◆ **SUPPLIED DATA**
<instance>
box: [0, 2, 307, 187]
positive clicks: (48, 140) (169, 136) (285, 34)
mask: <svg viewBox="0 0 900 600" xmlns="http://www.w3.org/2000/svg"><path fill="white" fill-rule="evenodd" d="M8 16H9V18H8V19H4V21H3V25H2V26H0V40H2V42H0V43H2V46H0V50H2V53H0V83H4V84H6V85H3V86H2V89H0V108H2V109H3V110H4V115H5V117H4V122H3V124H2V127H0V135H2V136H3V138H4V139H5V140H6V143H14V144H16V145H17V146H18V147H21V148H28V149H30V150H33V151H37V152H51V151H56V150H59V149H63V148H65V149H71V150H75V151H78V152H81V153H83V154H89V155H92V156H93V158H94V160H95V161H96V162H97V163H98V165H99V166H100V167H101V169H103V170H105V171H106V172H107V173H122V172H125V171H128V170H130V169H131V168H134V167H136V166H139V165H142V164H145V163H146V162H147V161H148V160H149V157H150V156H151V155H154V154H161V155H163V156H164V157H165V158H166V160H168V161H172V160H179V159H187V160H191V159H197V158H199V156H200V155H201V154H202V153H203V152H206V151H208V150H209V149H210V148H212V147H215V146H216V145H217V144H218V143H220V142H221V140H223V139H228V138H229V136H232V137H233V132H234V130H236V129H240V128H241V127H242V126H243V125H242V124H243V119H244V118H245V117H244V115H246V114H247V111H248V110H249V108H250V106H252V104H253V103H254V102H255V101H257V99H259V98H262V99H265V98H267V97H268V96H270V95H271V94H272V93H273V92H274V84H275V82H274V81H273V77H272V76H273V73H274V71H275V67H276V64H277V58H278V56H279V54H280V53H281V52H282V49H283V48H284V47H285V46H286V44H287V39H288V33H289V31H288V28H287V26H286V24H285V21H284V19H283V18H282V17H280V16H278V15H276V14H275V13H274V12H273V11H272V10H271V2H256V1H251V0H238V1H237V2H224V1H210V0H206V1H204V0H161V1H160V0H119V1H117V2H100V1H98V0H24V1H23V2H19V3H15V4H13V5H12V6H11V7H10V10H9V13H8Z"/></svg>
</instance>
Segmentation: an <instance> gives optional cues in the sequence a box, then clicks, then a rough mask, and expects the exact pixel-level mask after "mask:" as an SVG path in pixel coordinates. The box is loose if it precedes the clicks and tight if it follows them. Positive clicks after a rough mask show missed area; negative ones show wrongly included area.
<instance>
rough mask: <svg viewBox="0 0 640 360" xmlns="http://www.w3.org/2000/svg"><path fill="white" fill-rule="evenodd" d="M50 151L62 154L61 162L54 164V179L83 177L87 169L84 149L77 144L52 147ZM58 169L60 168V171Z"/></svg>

◆ **PROBLEM STATEMENT**
In the entries above, how many lines contain the string "instance"? Say only the number.

◆ **RESPONSE BELOW**
4